-------- RECORD SET

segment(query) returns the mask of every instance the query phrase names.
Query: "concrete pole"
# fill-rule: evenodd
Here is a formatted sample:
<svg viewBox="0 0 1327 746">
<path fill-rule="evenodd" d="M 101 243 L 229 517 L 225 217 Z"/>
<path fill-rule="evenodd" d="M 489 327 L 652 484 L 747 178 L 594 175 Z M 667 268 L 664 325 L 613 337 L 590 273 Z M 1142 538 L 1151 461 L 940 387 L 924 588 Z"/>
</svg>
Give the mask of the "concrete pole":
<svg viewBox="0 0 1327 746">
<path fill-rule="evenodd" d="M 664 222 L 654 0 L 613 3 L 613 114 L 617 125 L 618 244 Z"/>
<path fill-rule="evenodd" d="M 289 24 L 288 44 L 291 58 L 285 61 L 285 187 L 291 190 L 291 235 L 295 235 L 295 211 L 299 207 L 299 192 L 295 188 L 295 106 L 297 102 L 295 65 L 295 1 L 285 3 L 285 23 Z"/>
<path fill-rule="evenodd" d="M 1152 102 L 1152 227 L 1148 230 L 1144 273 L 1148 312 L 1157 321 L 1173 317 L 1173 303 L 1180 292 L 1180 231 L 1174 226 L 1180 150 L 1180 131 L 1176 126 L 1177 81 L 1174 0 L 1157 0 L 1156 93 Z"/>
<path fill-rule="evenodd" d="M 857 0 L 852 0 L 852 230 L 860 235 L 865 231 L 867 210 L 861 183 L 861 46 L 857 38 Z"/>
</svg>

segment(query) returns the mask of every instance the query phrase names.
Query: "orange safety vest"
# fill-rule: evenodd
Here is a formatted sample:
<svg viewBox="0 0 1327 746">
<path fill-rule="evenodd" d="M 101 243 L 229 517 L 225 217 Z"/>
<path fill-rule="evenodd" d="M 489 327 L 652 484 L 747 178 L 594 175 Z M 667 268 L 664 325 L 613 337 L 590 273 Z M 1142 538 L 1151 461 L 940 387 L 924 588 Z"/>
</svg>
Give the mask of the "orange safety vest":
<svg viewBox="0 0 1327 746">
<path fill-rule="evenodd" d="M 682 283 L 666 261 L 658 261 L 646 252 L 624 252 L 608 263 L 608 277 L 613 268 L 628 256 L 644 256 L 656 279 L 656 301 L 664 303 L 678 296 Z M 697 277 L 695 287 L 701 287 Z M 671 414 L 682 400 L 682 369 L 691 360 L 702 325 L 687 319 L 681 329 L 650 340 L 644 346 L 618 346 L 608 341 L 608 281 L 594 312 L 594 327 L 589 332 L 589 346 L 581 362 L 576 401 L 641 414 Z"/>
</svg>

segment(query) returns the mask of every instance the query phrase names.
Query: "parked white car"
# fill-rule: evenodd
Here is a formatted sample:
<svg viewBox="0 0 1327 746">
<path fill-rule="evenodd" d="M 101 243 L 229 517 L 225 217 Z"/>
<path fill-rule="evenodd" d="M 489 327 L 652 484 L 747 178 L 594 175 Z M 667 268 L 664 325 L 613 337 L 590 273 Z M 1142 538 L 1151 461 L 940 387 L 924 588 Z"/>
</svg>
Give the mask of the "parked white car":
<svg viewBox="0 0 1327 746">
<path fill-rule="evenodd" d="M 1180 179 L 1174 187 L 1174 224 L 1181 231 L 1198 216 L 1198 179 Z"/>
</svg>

----------------

WORK TO BE COMPLETED: Rewrite these lines with every instance of "formatted sample" changed to "worked example", leaving all other text as it stands.

EXERCISE ANSWER:
segment(query) returns the mask of every instance the query phrase names.
Query: "concrete pole"
# fill-rule: evenodd
Here is a worked example:
<svg viewBox="0 0 1327 746">
<path fill-rule="evenodd" d="M 101 243 L 229 517 L 225 217 Z"/>
<path fill-rule="evenodd" d="M 489 327 L 652 484 L 747 178 L 594 175 Z M 667 268 L 664 325 L 613 337 L 590 273 Z M 1142 538 L 1151 461 L 940 387 L 924 588 Z"/>
</svg>
Give the mask of the "concrete pole":
<svg viewBox="0 0 1327 746">
<path fill-rule="evenodd" d="M 664 222 L 654 0 L 613 3 L 613 114 L 617 125 L 618 244 Z"/>
<path fill-rule="evenodd" d="M 289 24 L 288 44 L 291 58 L 285 61 L 285 187 L 291 190 L 291 235 L 295 235 L 295 211 L 299 207 L 299 192 L 295 188 L 295 106 L 297 102 L 295 65 L 295 1 L 285 3 L 285 23 Z"/>
<path fill-rule="evenodd" d="M 1152 102 L 1152 227 L 1148 230 L 1144 273 L 1148 312 L 1157 321 L 1173 317 L 1173 303 L 1180 292 L 1180 231 L 1174 226 L 1180 150 L 1180 131 L 1176 126 L 1177 81 L 1174 0 L 1157 0 L 1156 93 Z"/>
<path fill-rule="evenodd" d="M 857 0 L 852 0 L 852 230 L 860 235 L 865 231 L 867 210 L 861 183 L 861 46 L 857 38 Z"/>
</svg>

segment(query) returns the mask of every instance the query phrase names.
Query: "orange safety vest"
# fill-rule: evenodd
Here is a worked example:
<svg viewBox="0 0 1327 746">
<path fill-rule="evenodd" d="M 101 243 L 229 517 L 225 217 Z"/>
<path fill-rule="evenodd" d="M 489 327 L 652 484 L 747 178 L 594 175 Z M 667 268 L 664 325 L 613 337 L 590 273 Z M 1142 538 L 1151 461 L 940 387 L 924 588 Z"/>
</svg>
Give the mask of the "orange safety vest":
<svg viewBox="0 0 1327 746">
<path fill-rule="evenodd" d="M 682 283 L 666 261 L 658 261 L 646 252 L 624 252 L 608 263 L 608 277 L 613 268 L 628 256 L 644 256 L 656 279 L 656 301 L 664 303 L 678 296 Z M 697 277 L 695 287 L 701 287 Z M 671 414 L 682 400 L 682 369 L 691 360 L 702 325 L 687 319 L 681 329 L 650 340 L 644 346 L 618 346 L 608 341 L 608 281 L 594 312 L 594 327 L 589 332 L 589 346 L 581 362 L 576 401 L 641 414 Z"/>
</svg>

segment(query) returns the mask of every instance the query phrase names.
Query: "parked white car"
# fill-rule: evenodd
Here is a worked example:
<svg viewBox="0 0 1327 746">
<path fill-rule="evenodd" d="M 101 243 L 229 517 L 225 217 Z"/>
<path fill-rule="evenodd" d="M 489 327 L 652 484 L 747 178 L 594 175 Z M 667 268 L 664 325 L 613 337 L 590 273 Z M 1142 538 L 1151 461 L 940 387 L 924 588 Z"/>
</svg>
Give the mask of the "parked white car":
<svg viewBox="0 0 1327 746">
<path fill-rule="evenodd" d="M 1180 179 L 1174 187 L 1174 224 L 1181 231 L 1198 216 L 1198 179 Z"/>
</svg>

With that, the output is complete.